■ WHAT TO PRODUCE:
Render the part of the material below that opens with the line containing "Can you see the dark blue" and runs through the end of the material as a Markdown table with columns named No. and Text. Give each line its own numbered row and leave out blank lines.

■ DATA RECORDS:
------------------------------

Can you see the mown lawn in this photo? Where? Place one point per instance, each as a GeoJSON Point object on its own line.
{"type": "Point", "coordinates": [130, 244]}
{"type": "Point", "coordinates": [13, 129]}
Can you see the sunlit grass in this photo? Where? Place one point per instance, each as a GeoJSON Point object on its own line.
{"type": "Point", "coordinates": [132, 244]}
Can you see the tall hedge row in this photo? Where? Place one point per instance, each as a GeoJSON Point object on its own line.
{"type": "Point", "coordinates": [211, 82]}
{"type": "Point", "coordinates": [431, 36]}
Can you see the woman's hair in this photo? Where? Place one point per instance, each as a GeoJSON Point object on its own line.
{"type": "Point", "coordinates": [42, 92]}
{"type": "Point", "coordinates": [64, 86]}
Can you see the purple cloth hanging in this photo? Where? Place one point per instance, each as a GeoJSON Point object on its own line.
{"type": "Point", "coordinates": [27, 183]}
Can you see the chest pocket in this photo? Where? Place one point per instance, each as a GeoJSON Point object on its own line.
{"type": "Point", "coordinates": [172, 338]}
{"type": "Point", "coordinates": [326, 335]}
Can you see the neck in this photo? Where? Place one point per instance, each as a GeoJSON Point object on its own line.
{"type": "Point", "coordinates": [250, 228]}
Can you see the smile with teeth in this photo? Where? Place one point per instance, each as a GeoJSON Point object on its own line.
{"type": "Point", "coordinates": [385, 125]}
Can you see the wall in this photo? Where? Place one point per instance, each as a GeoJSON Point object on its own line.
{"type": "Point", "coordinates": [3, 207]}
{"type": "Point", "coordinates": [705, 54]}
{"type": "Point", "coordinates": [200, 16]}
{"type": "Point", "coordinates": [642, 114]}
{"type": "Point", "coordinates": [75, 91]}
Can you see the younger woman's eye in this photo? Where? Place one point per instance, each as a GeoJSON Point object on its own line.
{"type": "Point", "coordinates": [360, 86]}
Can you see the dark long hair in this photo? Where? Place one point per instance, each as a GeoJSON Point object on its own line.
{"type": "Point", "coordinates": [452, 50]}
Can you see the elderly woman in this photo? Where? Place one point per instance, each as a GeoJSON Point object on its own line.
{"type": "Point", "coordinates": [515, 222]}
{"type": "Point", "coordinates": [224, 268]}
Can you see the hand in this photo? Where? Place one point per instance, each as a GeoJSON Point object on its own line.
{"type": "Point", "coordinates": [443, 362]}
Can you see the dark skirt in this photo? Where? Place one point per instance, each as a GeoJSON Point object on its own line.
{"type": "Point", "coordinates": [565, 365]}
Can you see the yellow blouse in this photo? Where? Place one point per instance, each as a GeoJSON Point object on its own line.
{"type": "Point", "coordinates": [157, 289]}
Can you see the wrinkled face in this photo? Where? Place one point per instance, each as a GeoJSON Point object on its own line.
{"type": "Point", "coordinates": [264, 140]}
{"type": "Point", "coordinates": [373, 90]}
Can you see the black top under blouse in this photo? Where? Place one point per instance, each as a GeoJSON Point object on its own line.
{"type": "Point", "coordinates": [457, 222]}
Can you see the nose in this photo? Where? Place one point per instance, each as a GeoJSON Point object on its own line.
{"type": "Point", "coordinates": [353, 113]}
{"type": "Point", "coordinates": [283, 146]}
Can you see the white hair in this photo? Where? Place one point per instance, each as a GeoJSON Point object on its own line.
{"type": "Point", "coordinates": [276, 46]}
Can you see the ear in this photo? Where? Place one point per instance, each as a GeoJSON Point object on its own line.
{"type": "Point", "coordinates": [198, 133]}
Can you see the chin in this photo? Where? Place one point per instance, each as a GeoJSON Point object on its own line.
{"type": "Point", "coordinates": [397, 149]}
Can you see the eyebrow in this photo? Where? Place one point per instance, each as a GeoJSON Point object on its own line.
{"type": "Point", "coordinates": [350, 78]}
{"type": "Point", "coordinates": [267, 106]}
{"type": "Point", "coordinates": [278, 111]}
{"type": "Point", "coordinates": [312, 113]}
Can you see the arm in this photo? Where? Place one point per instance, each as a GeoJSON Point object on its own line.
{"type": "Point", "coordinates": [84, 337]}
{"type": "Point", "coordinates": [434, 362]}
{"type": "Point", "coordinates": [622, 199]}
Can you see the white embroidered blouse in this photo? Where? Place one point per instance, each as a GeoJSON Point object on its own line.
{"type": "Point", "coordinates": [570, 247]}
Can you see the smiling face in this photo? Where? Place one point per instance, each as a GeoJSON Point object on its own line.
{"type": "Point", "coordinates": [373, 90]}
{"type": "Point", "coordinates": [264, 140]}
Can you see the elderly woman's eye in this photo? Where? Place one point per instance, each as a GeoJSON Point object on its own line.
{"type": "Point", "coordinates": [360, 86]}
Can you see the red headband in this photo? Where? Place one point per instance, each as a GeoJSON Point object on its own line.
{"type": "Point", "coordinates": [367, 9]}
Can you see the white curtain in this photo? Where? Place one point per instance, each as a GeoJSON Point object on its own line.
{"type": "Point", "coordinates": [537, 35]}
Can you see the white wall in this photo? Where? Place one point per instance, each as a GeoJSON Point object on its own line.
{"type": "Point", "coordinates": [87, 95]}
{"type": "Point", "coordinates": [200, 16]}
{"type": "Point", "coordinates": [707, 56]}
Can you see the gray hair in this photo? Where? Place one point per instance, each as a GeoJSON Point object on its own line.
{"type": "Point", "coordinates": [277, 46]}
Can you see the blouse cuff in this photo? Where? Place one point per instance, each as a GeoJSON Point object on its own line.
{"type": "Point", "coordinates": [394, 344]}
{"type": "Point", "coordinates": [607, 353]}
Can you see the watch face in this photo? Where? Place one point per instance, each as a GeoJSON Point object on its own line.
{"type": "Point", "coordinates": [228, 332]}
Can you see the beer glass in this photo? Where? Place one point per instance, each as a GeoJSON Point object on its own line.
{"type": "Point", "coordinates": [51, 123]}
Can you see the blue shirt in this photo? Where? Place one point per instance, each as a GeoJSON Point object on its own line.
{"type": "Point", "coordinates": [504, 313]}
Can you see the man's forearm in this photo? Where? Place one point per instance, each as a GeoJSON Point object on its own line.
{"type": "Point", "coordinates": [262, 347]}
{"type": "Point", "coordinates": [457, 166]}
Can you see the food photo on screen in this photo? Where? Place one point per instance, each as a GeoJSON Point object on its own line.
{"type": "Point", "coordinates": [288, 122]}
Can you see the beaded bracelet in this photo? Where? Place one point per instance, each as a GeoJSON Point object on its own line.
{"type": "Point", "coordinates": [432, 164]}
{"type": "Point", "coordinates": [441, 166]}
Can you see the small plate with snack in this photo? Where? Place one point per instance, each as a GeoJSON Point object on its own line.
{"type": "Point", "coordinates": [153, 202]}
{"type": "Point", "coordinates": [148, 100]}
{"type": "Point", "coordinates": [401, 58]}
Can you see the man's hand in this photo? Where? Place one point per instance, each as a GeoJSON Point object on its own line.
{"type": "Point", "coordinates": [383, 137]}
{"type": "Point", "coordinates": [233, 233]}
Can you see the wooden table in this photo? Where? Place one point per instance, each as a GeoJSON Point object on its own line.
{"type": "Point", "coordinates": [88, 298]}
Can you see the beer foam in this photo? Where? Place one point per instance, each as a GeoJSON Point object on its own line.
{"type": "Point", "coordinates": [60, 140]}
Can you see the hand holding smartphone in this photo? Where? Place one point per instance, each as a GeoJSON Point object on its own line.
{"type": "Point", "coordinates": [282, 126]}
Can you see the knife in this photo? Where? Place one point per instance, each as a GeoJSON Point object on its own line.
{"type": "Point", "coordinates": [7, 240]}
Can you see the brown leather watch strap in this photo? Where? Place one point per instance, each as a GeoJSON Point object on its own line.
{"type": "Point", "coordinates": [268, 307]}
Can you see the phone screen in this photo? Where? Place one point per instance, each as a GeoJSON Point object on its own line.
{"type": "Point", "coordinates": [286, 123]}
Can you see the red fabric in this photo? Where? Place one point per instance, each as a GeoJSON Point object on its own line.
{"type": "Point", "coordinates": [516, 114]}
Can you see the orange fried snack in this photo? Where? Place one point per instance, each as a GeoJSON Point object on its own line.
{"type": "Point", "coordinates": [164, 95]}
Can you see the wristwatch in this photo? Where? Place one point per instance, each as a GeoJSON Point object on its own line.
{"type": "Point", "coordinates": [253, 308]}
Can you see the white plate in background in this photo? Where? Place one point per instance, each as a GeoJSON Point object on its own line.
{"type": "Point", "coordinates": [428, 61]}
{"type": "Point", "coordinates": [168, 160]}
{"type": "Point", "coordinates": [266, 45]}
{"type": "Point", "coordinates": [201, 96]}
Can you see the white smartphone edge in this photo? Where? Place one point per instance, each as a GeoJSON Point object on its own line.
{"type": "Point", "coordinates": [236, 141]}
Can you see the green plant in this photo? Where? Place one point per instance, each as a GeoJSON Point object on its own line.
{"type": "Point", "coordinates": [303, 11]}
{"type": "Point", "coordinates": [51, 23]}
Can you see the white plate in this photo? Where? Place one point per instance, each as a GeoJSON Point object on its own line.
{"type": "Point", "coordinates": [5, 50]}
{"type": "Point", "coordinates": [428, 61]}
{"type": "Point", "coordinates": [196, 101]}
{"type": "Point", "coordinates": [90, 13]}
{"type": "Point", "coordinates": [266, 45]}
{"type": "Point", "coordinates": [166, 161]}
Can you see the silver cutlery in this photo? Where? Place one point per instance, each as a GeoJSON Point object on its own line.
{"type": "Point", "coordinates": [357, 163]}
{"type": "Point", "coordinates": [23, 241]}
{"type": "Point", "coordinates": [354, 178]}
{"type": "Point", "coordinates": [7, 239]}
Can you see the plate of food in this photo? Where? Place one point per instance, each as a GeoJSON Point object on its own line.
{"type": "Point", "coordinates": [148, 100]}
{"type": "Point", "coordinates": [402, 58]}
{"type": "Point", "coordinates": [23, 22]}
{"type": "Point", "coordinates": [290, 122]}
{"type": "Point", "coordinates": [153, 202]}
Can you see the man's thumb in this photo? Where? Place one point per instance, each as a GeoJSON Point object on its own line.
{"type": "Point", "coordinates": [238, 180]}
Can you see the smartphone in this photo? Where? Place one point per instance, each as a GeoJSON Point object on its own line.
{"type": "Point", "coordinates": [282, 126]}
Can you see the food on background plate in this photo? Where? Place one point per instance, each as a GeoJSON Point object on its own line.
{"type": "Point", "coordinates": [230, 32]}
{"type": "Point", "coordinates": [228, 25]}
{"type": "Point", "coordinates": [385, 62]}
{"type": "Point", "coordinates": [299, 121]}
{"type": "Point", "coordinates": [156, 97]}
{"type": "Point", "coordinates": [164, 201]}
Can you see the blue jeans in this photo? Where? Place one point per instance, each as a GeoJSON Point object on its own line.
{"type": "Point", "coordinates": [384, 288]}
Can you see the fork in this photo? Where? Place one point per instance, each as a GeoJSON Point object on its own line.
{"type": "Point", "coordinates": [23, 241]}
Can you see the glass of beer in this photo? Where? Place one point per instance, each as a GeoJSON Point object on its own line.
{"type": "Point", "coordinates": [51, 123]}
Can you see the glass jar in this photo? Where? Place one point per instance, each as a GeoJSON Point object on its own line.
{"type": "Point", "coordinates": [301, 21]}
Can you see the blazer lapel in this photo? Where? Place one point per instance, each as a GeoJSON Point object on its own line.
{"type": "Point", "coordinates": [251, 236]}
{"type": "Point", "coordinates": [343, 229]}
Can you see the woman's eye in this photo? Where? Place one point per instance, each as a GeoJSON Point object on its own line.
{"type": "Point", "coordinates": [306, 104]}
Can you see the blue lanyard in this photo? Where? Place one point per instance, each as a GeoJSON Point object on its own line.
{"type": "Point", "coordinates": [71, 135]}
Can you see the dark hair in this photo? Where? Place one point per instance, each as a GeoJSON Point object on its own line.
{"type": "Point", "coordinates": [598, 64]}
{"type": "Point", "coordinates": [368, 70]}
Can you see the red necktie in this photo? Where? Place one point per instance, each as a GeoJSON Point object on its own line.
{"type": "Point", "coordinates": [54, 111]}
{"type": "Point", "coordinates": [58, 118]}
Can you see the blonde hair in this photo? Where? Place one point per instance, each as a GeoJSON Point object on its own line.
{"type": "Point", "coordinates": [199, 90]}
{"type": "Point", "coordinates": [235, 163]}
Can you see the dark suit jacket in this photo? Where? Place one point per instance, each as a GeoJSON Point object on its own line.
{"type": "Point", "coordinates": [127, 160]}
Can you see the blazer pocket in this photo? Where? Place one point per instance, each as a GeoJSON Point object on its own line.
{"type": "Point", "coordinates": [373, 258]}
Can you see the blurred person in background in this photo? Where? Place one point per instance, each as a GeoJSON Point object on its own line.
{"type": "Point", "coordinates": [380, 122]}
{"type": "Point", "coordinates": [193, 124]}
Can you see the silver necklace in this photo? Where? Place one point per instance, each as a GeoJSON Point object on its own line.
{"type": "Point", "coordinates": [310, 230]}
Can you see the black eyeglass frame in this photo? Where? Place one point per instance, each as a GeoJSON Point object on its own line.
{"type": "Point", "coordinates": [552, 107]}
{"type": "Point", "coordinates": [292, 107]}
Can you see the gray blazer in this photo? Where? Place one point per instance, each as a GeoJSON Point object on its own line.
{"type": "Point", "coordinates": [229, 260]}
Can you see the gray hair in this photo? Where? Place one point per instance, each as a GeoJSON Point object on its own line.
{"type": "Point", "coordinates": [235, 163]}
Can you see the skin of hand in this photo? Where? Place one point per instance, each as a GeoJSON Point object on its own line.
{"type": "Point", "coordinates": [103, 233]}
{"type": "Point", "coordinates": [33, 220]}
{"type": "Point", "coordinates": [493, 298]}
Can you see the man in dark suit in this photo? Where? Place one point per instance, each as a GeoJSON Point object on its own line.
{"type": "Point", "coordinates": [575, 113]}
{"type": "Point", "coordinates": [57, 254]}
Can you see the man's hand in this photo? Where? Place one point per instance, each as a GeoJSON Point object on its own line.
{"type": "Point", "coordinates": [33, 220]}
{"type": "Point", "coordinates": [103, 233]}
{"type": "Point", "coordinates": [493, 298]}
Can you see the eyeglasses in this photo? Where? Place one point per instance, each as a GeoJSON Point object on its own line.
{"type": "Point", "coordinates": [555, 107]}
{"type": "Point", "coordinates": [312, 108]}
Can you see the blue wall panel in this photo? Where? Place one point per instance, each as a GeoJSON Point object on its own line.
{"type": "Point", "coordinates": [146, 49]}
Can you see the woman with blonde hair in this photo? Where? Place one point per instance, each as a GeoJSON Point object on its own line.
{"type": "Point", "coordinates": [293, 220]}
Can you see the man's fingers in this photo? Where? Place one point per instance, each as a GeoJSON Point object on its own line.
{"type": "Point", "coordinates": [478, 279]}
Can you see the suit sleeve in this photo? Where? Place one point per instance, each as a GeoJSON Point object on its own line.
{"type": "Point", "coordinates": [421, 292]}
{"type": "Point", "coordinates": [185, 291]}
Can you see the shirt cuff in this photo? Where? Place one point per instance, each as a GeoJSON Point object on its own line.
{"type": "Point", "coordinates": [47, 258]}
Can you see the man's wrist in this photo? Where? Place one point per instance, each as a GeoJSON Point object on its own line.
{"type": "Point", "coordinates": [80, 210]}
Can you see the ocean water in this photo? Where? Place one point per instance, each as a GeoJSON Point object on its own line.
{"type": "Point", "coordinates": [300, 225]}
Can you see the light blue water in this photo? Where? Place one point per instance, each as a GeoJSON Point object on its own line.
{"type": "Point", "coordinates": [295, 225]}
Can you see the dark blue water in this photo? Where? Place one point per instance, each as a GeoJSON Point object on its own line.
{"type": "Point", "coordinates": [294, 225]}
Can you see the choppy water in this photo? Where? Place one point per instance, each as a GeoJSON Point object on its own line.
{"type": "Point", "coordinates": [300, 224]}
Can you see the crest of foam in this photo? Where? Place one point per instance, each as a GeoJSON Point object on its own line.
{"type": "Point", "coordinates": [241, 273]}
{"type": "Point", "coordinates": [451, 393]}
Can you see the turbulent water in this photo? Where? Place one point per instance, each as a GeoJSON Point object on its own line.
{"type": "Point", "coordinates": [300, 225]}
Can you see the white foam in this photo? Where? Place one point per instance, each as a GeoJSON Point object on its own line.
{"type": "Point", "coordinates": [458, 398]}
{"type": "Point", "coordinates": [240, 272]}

------------------------------

■ RESULT:
| No. | Text |
|---|---|
| 1 | Can you see the dark blue water in this photo? Where? Place one point per instance, each as a GeoJSON Point object on its own line. |
| 2 | {"type": "Point", "coordinates": [294, 225]} |
| 3 | Can you see the choppy water in this photo? Where? Place one point per instance, each as a GeoJSON Point object on its own line. |
| 4 | {"type": "Point", "coordinates": [300, 224]} |
| 5 | Can you see the crest of foam in this photo? Where? Place one point per instance, each as a GeoJSON Point object on its own line. |
| 6 | {"type": "Point", "coordinates": [241, 273]} |
| 7 | {"type": "Point", "coordinates": [451, 393]} |
| 8 | Can you see the turbulent water in this photo? Where? Place one point per instance, each as a GeoJSON Point object on its own line. |
| 9 | {"type": "Point", "coordinates": [300, 225]} |
| 10 | Can you see the white foam in this photo? Where? Place one point per instance, each as a GeoJSON Point object on its own line. |
| 11 | {"type": "Point", "coordinates": [458, 398]} |
| 12 | {"type": "Point", "coordinates": [240, 272]} |